▸ **Extract**:
· · · · · · ·

Photo by Caroline Ourso

Emmanuel DeJesus hasn’t been able to pay rent for his Nostrand Avenue coffee shop since September. 

“It’s almost impossible to meet the bottom line with those numbers,” said DeJesus, owner of Furman’s Coffee near the border of Crown Heights and Bedford-Stuyvesant. “It just takes a toll on the whole process of trying to get a product out to a customer.”

Harming his business the most, he said, has been a precipitous drop-off in foot traffic along the commercial corridor dating back to the coronavirus outbreak last March.

“It just seems like a lot of our clientele has left the city,” he said.

In addition to rent, the shop is also behind on its electric bill by several months. Before the COVID-19 pandemic, DeJesus employed nine people in the shop. Now, the coffee aficionado — whose love for java began in the Dominican Republic, where he worked on his grandmother’s coffee plantation growing up — employs just two, and works nearly 90 hours a week while raising two kids.

· · · · · · ·

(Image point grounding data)
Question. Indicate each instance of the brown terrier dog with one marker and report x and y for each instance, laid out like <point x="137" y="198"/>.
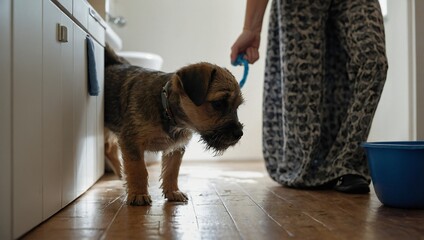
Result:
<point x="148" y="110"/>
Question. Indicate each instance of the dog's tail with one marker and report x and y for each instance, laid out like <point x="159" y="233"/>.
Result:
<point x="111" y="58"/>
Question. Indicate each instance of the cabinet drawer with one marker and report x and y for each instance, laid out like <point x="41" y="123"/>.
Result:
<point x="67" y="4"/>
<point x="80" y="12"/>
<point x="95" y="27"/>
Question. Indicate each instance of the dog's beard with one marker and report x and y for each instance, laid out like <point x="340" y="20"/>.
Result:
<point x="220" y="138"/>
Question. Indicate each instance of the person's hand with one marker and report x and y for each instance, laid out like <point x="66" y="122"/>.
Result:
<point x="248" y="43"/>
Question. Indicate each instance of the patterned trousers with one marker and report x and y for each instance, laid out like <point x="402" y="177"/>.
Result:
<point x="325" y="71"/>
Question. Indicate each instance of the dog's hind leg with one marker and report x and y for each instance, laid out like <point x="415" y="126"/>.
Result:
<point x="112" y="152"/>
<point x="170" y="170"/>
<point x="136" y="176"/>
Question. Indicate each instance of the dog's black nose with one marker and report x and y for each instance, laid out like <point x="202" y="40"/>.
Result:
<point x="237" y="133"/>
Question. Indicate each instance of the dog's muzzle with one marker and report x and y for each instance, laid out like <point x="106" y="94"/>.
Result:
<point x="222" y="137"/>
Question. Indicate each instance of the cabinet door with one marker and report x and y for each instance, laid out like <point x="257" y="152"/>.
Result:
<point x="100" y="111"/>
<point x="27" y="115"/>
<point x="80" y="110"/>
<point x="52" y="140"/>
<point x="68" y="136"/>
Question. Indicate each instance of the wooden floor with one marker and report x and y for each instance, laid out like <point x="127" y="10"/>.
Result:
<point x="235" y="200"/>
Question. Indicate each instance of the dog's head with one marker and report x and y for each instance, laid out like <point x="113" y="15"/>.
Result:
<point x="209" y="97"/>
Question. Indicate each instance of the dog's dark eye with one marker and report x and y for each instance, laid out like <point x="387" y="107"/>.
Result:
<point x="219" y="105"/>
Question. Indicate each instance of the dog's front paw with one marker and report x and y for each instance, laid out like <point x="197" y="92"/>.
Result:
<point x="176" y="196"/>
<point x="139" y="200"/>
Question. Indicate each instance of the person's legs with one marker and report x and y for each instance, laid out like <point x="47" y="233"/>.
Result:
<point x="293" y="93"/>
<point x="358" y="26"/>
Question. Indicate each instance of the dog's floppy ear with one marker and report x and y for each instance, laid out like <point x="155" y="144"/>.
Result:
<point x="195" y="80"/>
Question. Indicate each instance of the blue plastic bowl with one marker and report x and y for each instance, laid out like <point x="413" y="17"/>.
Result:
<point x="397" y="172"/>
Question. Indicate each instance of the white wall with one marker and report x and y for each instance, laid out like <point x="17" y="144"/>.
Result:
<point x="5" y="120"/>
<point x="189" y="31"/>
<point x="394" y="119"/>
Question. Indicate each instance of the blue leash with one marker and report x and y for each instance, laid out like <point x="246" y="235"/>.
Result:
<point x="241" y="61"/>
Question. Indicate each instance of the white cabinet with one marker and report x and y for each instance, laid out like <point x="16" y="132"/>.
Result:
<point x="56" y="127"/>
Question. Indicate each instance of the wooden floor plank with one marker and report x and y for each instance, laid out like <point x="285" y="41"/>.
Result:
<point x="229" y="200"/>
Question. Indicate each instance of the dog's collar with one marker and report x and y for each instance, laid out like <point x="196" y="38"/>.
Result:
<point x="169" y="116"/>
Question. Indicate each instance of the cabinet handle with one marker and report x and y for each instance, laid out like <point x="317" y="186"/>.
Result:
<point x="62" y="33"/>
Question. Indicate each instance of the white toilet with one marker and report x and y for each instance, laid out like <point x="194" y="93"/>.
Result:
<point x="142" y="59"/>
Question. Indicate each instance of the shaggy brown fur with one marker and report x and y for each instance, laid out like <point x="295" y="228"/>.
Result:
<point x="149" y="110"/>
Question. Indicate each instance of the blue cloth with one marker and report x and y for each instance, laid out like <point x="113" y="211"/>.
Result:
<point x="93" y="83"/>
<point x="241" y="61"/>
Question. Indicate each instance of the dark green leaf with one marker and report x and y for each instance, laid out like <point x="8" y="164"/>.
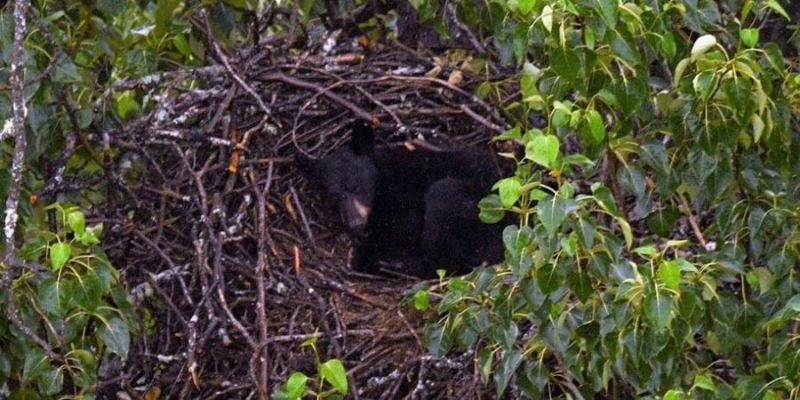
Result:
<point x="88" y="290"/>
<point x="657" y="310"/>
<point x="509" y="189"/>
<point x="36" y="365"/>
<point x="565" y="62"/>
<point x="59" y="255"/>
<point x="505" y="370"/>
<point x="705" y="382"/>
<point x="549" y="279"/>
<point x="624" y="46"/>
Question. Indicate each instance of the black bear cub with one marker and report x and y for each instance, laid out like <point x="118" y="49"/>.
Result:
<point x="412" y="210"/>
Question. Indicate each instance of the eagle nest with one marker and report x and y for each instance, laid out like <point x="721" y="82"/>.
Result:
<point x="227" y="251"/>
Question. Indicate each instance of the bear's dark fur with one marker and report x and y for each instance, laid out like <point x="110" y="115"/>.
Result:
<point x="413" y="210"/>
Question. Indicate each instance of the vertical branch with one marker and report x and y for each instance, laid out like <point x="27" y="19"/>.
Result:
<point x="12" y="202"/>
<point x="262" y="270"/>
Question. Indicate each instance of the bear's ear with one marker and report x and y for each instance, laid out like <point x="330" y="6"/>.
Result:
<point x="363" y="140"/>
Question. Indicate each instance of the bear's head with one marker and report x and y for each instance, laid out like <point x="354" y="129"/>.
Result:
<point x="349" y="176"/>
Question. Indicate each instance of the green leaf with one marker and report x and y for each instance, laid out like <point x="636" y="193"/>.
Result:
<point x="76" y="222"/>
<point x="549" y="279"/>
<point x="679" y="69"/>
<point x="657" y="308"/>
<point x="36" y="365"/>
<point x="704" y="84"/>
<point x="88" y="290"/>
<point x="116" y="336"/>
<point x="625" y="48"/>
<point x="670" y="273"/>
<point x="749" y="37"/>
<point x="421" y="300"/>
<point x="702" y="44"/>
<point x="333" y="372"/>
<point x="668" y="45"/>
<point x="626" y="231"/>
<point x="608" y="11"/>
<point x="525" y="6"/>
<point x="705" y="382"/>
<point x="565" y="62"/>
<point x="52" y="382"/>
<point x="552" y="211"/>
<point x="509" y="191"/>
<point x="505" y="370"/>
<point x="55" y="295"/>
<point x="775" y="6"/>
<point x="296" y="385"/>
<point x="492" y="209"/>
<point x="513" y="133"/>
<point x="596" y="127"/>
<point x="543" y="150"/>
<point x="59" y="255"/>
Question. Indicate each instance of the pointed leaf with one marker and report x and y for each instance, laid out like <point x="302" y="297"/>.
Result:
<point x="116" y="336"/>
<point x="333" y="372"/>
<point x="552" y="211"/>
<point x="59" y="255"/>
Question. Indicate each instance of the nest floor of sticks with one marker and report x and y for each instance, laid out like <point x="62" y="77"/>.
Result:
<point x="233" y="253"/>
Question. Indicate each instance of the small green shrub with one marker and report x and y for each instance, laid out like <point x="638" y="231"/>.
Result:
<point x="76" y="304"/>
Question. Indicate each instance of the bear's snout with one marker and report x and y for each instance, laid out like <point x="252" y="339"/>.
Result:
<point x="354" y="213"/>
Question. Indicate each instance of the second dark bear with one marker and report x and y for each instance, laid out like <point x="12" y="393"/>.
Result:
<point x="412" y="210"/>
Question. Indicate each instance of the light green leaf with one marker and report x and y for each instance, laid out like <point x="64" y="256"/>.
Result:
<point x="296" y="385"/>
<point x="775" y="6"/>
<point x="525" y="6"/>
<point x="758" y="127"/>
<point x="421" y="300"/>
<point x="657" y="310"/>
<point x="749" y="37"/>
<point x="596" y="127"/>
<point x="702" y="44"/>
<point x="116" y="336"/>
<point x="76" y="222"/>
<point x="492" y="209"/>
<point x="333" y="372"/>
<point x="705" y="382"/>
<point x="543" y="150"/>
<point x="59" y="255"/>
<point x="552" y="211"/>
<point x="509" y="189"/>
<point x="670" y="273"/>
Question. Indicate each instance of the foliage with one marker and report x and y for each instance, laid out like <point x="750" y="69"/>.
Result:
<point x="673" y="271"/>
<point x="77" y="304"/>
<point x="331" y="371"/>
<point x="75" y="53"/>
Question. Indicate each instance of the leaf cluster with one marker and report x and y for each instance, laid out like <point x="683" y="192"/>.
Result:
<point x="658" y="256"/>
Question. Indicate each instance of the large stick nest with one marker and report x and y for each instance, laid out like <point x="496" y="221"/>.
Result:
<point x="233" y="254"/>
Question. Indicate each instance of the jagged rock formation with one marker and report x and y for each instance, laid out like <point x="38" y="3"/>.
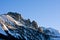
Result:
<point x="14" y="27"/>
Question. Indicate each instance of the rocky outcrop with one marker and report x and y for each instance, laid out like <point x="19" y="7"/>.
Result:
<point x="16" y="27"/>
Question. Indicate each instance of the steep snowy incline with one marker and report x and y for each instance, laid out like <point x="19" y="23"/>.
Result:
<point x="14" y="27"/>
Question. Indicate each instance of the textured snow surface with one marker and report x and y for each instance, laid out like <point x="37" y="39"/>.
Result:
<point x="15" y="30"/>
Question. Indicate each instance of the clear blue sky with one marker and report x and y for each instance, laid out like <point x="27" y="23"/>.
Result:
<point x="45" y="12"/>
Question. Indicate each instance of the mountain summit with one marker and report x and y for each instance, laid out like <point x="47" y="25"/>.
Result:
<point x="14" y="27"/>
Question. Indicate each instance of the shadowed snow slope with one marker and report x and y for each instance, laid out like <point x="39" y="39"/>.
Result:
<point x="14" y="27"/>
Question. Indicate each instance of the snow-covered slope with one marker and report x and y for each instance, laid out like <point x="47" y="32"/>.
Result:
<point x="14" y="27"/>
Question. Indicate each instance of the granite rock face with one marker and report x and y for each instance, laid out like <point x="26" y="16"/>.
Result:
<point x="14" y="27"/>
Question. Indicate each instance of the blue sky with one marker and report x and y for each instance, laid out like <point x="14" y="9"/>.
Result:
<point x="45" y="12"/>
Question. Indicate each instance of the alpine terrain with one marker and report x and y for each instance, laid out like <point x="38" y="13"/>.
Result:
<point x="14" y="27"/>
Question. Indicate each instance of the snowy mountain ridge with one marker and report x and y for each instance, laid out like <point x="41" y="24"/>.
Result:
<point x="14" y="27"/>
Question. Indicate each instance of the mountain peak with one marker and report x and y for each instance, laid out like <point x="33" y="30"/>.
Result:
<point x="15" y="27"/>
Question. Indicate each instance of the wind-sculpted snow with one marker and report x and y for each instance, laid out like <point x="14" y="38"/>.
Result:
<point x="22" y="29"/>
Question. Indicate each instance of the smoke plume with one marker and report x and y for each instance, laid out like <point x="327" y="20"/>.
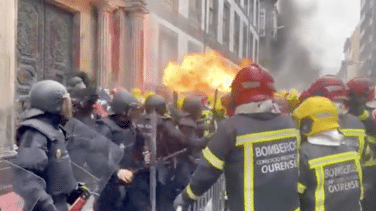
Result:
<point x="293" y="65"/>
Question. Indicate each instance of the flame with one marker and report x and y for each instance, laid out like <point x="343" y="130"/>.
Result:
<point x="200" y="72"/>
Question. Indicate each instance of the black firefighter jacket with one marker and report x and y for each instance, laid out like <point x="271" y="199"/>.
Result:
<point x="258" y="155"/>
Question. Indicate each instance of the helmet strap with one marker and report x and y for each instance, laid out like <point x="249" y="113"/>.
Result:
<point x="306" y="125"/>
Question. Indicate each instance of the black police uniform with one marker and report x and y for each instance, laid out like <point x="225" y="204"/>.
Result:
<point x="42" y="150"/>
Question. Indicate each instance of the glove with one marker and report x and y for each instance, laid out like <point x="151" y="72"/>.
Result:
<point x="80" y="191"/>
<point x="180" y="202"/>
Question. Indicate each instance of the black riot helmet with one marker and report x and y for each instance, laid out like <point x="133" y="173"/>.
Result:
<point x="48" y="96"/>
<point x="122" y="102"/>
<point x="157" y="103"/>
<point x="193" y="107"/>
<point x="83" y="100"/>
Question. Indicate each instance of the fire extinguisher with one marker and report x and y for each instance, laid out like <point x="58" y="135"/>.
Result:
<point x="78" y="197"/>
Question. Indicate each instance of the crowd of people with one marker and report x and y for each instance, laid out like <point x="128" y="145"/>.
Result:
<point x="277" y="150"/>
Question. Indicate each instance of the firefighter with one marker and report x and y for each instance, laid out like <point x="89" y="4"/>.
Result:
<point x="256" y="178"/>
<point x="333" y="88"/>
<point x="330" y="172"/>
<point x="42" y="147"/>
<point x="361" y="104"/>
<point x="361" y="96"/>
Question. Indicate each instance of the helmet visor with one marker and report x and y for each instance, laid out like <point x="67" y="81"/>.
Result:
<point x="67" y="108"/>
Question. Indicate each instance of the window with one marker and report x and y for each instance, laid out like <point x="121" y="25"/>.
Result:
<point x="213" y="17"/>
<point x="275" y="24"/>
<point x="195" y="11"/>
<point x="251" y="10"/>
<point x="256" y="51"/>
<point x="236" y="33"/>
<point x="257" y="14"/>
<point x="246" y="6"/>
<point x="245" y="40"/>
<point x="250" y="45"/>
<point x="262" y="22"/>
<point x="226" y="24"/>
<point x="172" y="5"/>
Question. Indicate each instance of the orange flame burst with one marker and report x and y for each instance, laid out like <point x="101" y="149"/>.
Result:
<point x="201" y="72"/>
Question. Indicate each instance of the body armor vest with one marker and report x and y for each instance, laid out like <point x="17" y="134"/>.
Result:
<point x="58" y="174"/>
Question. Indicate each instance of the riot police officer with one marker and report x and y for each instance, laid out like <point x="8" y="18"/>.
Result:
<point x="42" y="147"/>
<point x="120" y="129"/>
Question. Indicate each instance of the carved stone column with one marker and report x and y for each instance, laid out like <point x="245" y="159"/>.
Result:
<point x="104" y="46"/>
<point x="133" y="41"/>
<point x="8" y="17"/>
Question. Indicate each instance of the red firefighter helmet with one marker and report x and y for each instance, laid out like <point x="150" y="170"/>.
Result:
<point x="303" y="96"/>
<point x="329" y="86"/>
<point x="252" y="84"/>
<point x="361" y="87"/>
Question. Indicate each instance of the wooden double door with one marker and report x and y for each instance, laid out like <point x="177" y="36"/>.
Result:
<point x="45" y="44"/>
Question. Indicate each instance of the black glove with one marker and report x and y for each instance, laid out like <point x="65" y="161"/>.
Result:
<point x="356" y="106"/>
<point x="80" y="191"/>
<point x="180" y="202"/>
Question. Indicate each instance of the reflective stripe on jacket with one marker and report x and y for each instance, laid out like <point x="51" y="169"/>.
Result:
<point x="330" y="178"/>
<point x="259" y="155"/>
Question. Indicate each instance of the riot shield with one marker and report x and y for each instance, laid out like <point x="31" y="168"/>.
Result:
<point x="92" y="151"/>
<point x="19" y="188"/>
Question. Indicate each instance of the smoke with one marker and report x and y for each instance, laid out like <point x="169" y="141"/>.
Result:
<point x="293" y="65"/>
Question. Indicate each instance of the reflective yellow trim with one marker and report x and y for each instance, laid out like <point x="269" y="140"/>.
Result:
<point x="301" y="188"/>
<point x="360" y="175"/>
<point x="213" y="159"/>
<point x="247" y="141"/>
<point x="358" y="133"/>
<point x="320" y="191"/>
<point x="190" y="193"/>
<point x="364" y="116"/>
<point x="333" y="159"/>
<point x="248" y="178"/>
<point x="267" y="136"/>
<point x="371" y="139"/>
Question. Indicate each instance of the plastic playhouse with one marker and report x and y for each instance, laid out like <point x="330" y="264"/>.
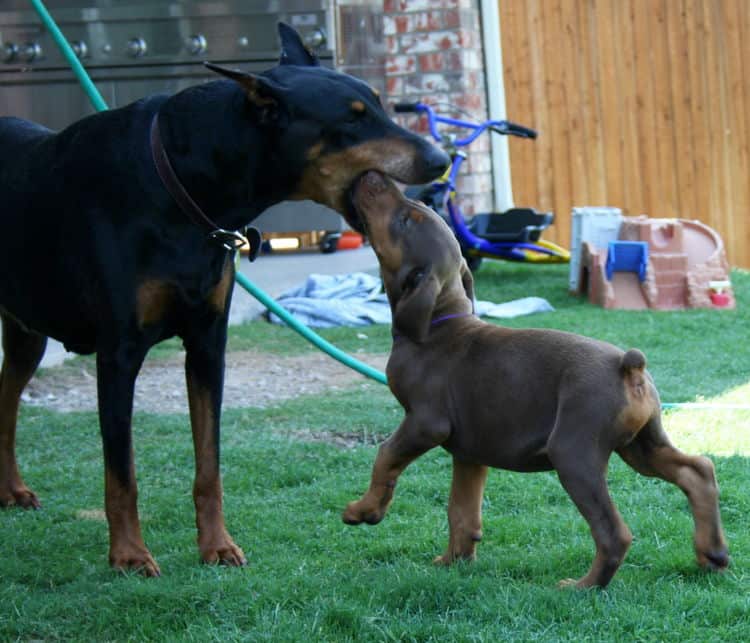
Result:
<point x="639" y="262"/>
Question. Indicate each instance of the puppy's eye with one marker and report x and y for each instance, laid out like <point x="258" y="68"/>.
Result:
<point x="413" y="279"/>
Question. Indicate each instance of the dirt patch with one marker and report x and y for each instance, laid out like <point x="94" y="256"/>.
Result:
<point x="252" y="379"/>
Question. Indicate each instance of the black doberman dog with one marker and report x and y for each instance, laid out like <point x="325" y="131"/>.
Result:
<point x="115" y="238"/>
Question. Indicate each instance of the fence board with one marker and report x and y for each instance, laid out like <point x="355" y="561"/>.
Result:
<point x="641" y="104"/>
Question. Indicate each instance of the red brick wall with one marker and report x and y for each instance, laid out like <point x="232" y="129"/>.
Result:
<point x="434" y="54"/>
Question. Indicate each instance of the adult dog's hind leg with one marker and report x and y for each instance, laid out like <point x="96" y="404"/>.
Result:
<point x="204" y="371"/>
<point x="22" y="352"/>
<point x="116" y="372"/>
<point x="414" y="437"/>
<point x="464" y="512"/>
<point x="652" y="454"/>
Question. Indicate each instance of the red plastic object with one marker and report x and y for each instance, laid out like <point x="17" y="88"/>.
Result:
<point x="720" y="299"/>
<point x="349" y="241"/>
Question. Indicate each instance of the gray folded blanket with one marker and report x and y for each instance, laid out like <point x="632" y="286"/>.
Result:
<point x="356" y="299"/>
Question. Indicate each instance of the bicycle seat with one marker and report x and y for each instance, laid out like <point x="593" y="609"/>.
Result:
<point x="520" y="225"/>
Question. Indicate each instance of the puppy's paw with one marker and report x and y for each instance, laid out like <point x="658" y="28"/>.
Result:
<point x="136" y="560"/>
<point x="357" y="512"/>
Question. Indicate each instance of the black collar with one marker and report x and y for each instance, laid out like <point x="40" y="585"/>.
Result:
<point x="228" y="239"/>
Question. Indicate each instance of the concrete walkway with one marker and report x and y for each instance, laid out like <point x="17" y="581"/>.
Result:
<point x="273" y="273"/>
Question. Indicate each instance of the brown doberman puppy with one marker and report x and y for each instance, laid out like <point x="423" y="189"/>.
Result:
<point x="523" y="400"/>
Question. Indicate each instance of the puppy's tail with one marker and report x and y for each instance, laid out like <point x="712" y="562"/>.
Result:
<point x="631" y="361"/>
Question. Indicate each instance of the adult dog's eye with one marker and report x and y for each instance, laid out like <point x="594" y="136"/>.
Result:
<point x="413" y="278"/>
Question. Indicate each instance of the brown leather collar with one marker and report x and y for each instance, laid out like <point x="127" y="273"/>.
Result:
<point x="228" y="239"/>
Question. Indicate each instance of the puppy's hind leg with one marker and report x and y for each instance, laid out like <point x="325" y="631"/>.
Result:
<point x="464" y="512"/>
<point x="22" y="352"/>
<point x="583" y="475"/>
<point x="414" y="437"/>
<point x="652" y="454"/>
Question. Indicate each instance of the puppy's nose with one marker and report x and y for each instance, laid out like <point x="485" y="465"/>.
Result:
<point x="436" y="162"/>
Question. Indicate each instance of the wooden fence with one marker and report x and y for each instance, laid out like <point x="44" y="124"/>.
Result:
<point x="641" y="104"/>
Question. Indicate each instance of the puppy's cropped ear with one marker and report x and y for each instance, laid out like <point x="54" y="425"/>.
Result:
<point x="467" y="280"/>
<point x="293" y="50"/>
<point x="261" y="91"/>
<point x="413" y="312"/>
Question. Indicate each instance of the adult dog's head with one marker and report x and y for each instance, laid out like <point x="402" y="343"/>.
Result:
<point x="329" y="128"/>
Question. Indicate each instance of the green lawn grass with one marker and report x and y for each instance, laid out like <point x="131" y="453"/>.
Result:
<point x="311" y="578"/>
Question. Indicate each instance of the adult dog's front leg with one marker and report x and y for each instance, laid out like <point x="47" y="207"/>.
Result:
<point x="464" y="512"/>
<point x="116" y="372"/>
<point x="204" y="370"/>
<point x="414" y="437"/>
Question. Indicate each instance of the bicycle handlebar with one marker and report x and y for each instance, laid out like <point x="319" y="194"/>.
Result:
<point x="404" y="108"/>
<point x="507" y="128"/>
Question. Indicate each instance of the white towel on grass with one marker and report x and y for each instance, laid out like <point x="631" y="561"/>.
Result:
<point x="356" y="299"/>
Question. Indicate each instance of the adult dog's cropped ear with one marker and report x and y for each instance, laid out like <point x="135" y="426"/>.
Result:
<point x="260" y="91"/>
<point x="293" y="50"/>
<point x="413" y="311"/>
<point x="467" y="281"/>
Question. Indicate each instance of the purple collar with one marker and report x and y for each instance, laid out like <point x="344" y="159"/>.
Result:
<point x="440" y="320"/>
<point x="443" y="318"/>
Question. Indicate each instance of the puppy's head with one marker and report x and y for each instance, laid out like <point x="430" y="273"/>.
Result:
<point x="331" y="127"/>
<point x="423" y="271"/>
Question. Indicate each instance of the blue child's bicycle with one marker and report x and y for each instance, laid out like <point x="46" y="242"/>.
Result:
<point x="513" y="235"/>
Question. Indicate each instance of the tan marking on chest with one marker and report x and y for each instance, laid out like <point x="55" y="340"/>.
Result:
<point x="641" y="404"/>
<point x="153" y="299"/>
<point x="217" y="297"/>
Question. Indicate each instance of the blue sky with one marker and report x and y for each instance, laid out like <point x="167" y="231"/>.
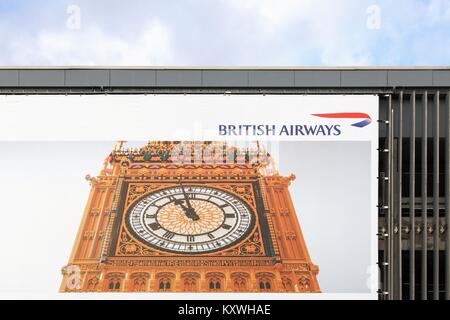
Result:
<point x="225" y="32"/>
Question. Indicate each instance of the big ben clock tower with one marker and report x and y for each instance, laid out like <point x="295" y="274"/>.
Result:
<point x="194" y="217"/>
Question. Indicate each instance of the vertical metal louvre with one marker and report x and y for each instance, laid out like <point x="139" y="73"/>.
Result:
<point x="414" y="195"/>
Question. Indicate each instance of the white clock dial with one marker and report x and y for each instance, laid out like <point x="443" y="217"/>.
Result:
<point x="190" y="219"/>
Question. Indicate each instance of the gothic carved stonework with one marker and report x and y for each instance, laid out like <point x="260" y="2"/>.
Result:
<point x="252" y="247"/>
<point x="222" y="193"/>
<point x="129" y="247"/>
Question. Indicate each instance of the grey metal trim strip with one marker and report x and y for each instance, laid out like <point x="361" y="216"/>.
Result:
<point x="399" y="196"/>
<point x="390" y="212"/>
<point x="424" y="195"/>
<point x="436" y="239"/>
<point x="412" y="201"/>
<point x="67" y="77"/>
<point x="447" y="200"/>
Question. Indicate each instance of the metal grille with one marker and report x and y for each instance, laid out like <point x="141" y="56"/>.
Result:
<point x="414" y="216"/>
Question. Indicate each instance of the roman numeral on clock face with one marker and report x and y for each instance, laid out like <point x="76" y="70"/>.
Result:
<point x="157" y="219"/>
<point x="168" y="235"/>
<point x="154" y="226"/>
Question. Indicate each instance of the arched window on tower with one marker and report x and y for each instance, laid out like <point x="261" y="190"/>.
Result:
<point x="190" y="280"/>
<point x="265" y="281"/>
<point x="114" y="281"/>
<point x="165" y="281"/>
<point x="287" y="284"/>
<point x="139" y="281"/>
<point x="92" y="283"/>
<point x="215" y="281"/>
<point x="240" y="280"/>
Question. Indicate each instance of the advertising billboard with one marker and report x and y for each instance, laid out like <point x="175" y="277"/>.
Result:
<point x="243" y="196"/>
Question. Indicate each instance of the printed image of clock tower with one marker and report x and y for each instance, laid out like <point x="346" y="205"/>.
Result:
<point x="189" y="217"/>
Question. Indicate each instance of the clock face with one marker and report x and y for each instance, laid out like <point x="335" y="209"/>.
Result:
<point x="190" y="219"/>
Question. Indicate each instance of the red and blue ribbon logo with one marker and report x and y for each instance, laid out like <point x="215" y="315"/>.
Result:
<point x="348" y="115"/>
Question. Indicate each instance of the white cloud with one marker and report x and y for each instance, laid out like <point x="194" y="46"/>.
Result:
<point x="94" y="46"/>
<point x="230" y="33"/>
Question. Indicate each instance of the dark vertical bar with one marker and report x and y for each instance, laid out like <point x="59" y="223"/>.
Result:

· · · · · · ·

▸ **Activities**:
[a] Update the Furman's Coffee passage by rewriting the stretch from "In addition to" through "raising two kids." with "electric bill" changed to "gas bill".
[b] Write what comes next in the article about the Furman's Coffee owner, starting after its final sentence.

▸ **Results for each task**:
[a]
In addition to rent, the shop is also behind on its gas bill by several months. Before the COVID-19 pandemic, DeJesus employed nine people in the shop. Now, the coffee aficionado — whose love for java began in the Dominican Republic, where he worked on his grandmother’s coffee plantation growing up — employs just two, and works nearly 90 hours a week while raising two kids.

[b]
More than a year into the pandemic, DeJesus said, his financial trouble doesn’t stop at the shop. The small business owner says he is $500k in the hole, and now struggles to pay rent at home and put food on the table for his children.

“Not only am I not making rent there, but I’m not making rent in my apartment or having the funds to feed my family,” he said. “It’s been pretty rough.” 

Furman’s landlord has been lenient about the business’ inability to pay rent, DeJesus said, but bills are piling up for property owners, too.

“They’re depending on the rent to pay their mortgage as well,” he said. “So essentially if I don’t pay the rent, that’s another small business that will go under.” 

‘The government has to step in’

Like many independent eateries, Furman’s was not yet profitable pre-pandemic, deeming DeJesus unable to qualify for any federal Paycheck Protection Program funds. The shop is applying for a new round of restaurant-targeted funding from the federal Small Business Administration this week, but DeJesus hopes more is done for struggling small businesses like his. 

Furman’s, as a minority-owned business, is hardly alone in their struggles. A recent survey conducted by the nonprofit LISC NYC found that nearly three-quarters of minority-owned businesses in New York City fear closure if they do not receive some sort of financial support.

The survey also found that minority-owned businesses lost nearly a third of their workforce throughout the pandemic, and that more than half were unable to pay their rent. 

According to the group’s executive director, Valerie White, the problems affecting these businesses existed long before the pandemic, and were only further exacerbated and brought to light by it.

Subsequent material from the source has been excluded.